Provided text =
********

Lubridate: Spanish month labels

Created on 20 Jul 2019  ·  9Comments  ·  Source: tidyverse/lubridate

If I use Spanish or French Locale for abbreviated version of the month labels, these are displayed with "ene\.", but it should be only "ene.". I'm using Windows 10.

> library(lubridate)
> Sys.getlocale("LC_TIME")
## [1] "Spanish_Spain.1252"

> dt <- seq(ymd("2018-01-01"), ymd("2018-12-31"), "day")

> head(month(dt, label = TRUE))
## [1] ene\\. ene\\. ene\\. ene\\. ene\\. ene\\.
## 12 Levels: ene\\. < feb\\. < mar\\. < abr\\. < may\\. < ... < dic\\.

> Sys.setlocale("LC_TIME", "French")
## [1] "French_France.1252"
> head(month(dt, label = TRUE))
## [1] janv\\. janv\\. janv\\. janv\\. janv\\. janv\\.
## 12 Levels: janv\\. < févr\\. < mars < avr\\. < mai < juin < ... < déc\\.

> Sys.setlocale("LC_TIME", "English")
## [1] "English_United States.1252"
> head(month(dt, label = TRUE))

********

Set exercise 1 =
Summarize the lubridate issue in two sentences.
Set exercise 2 =
List every locale string that the lubridate issue shows as output from Sys.getlocale or Sys.setlocale.
Set exercise 3 =
Write what comes next in the lubridate issue, following its last line.
The data that follow come from a separate source.

Raw data =
********

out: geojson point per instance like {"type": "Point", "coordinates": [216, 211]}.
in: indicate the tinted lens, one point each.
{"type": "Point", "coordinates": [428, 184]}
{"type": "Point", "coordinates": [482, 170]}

********

Response 1 =
On Windows 10, abbreviated month labels in a Spanish or French locale are displayed with a backslash before the period, such as "ene\." instead of "ene.". The code shows this result from month(dt, label = TRUE) with both the Spanish and the French locale, and then switches the locale to English.

Response 2 =
- "Spanish_Spain.1252"
- "French_France.1252"
- "English_United States.1252"

Response 3 =
## [1] Jan Jan Jan Jan Jan Jan
## 12 Levels: Jan < Feb < Mar < Apr < May < Jun < Jul < Aug < Sep < ... < Dec
bug clock localisation

All 9 comments

This appears to be because the month names are regular expressions; so we also need to store canonical names for output.

This is surely a Windows only issue. Probably some regex bug indeed.

@dominicroye could you please provide the output of the following (with local replaced by your French and Spanish locale names)?

Sys.setlocale("LC_TIME", "es_ES.utf8")
format <- "%a@%A@%b@%B@%p@"
enc2utf8(unique(format(lubridate:::.date_template, format = format)))
##  [1] "jue@jueves@ene@enero@@"      "lun@lunes@feb@febrero@@"     "mar@martes@mar@marzo@@"     
##  [4] "dom@domingo@abr@abril@@"     "vie@viernes@may@mayo@@"      "mar@martes@jun@junio@@"     
##  [7] "vie@viernes@jul@julio@@"     "mié@miércoles@ago@agosto@@"  "mar@martes@sep@septiembre@@"
## [10] "vie@viernes@oct@octubre@@"   "mar@martes@nov@noviembre@@"  "sáb@sábado@dic@diciembre@@" 

Also the value of

str(.get_locale_regs("...your_locales..."))

es_ES.utf8 doesn't exist in Windows.

Here is my output from your code:

SPANISH

> Sys.setlocale("LC_TIME", "Spanish_Spain.1252")
> format <- "%a@%A@%b@%B@%p@"
> enc2utf8(unique(format(lubridate:::.date_template, format = format)))
 [1] "ju.@jueves@ene.@enero@@"      "lu.@lunes@feb.@febrero@@"     "ma.@martes@mar.@marzo@@"     
 [4] "do.@domingo@abr.@abril@@"     "vi.@viernes@may.@mayo@@"      "ma.@martes@jun.@junio@@"     
 [7] "vi.@viernes@jul.@julio@@"     "mi.@miércoles@ago.@agosto@@"  "ma.@martes@sep.@septiembre@@"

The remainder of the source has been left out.